:: RECORD LIST ::

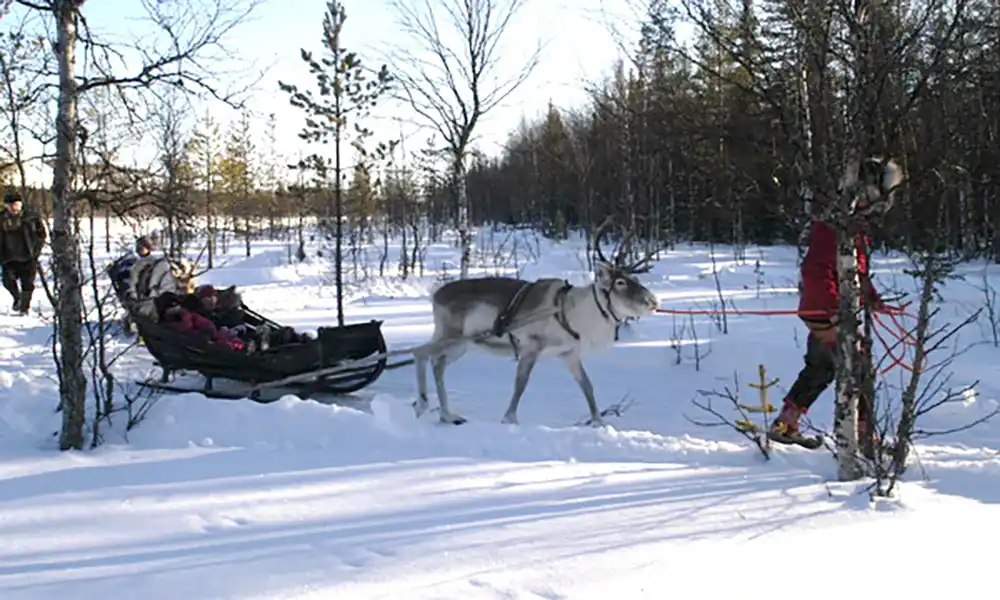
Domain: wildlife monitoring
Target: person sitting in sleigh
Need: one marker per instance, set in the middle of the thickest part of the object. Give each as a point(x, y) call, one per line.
point(819, 300)
point(172, 314)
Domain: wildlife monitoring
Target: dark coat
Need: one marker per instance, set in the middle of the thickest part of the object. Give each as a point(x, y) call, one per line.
point(22, 236)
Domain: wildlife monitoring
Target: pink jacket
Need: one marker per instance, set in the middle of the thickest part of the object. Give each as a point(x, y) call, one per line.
point(192, 322)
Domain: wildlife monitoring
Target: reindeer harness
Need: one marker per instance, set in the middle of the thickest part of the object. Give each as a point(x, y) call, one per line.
point(503, 320)
point(144, 284)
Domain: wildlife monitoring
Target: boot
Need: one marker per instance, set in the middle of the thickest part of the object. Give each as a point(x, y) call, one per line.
point(787, 422)
point(24, 303)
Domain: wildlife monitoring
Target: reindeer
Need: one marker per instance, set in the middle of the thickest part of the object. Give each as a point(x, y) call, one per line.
point(154, 275)
point(622, 249)
point(529, 320)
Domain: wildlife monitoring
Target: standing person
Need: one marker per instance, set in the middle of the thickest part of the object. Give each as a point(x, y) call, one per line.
point(22, 236)
point(819, 301)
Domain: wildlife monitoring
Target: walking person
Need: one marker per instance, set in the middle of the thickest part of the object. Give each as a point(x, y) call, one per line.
point(819, 304)
point(22, 236)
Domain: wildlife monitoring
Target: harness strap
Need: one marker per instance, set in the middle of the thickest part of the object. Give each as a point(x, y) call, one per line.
point(142, 284)
point(505, 317)
point(560, 302)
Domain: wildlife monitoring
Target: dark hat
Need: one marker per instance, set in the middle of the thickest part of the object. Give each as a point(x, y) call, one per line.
point(165, 301)
point(204, 291)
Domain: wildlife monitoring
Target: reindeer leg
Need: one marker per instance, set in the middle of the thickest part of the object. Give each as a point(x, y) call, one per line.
point(420, 364)
point(421, 355)
point(439, 363)
point(525, 364)
point(575, 366)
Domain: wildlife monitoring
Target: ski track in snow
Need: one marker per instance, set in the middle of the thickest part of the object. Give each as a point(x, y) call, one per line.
point(212, 499)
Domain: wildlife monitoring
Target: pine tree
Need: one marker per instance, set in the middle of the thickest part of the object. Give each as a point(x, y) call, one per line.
point(346, 91)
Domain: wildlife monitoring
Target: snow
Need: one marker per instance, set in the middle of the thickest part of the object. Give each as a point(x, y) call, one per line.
point(209, 499)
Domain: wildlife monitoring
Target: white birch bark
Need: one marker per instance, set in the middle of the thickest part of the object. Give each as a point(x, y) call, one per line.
point(848, 384)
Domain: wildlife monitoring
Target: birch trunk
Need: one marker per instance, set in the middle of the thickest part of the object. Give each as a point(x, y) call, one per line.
point(65, 238)
point(464, 229)
point(849, 366)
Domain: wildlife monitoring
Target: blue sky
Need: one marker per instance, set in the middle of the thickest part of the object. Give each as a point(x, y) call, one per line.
point(578, 47)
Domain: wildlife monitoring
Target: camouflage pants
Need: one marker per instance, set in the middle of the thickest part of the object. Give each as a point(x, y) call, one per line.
point(820, 370)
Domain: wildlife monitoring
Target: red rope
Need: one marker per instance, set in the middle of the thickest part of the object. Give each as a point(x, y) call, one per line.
point(896, 330)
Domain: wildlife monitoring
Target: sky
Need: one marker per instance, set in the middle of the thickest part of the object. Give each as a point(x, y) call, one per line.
point(580, 41)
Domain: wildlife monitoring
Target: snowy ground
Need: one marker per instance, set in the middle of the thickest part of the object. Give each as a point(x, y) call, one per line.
point(214, 499)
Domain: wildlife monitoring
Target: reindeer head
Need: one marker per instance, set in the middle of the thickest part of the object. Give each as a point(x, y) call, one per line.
point(616, 279)
point(875, 181)
point(183, 273)
point(229, 298)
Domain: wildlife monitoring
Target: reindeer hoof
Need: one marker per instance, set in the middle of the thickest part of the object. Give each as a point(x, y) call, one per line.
point(450, 419)
point(419, 406)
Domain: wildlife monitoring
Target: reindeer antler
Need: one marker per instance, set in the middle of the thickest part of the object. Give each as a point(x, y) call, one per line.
point(618, 257)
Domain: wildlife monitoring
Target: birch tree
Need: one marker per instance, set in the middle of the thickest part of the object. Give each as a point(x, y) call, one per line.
point(194, 29)
point(450, 70)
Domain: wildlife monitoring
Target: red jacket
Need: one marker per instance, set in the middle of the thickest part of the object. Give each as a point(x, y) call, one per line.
point(819, 274)
point(191, 322)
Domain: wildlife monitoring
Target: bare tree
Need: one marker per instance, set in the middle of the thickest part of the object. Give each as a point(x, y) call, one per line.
point(193, 28)
point(452, 86)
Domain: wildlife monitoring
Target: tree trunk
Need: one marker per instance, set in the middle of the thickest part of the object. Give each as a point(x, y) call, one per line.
point(65, 238)
point(849, 366)
point(462, 196)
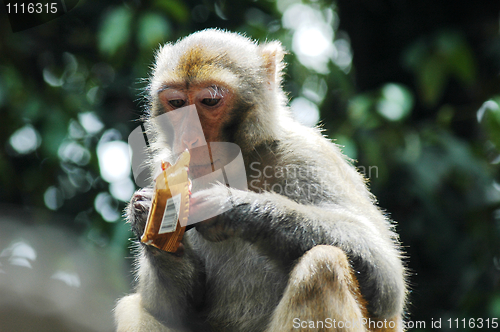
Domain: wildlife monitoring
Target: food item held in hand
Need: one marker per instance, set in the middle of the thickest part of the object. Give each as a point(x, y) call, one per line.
point(167, 218)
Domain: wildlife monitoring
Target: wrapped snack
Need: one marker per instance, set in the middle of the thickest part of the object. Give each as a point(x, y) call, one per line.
point(167, 218)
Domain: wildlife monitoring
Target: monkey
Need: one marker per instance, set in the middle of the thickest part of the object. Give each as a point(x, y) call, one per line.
point(305, 247)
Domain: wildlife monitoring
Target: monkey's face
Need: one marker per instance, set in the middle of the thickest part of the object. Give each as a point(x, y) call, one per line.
point(197, 114)
point(225, 87)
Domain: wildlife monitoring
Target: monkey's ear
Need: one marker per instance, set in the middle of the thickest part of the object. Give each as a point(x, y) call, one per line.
point(273, 54)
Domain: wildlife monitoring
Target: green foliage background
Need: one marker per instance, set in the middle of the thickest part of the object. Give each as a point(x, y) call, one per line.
point(420, 102)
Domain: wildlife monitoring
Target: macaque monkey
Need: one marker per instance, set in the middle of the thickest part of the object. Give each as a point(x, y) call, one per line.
point(304, 248)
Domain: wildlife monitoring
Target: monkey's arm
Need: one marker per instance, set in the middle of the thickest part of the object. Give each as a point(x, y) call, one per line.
point(284, 230)
point(171, 286)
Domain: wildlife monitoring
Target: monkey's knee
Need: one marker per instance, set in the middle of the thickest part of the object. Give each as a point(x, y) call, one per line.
point(321, 290)
point(323, 267)
point(130, 316)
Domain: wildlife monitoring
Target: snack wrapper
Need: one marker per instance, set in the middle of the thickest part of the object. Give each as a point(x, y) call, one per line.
point(167, 218)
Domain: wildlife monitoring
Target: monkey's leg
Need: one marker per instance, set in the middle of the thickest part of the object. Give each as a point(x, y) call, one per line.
point(323, 295)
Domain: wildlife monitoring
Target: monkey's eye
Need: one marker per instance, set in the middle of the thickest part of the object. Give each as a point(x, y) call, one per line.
point(210, 101)
point(176, 103)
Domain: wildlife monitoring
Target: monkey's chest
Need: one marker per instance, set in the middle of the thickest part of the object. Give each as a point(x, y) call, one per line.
point(243, 287)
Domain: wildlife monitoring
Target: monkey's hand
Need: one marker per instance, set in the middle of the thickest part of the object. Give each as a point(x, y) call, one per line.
point(138, 209)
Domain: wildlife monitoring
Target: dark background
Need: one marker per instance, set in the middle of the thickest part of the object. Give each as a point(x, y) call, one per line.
point(436, 162)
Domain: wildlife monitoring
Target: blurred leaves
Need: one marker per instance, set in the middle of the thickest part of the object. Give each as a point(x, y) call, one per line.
point(436, 59)
point(115, 31)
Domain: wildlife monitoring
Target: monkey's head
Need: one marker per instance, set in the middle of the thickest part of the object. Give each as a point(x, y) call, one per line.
point(234, 83)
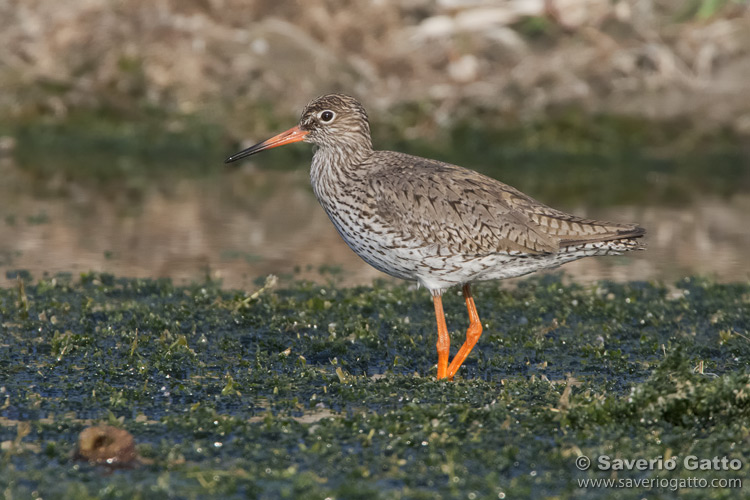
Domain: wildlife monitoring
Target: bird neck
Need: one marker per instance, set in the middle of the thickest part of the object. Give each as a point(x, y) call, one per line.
point(339, 161)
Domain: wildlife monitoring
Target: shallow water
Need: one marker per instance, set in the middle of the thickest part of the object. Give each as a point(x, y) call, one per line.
point(236, 225)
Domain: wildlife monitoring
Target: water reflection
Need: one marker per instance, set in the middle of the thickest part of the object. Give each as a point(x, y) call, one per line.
point(238, 225)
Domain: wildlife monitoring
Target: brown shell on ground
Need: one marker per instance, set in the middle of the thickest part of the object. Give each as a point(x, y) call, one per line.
point(107, 445)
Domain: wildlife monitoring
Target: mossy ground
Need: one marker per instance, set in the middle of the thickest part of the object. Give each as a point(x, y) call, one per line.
point(317, 391)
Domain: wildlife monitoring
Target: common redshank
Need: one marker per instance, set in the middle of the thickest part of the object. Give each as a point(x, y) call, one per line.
point(432, 222)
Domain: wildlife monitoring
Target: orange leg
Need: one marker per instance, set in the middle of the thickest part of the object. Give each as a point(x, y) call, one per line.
point(472, 335)
point(444, 340)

:: WHAT YOU SHOULD DO ::
State only the number of lines in the items that contain the string "snack".

:: RIGHT ANSWER ::
2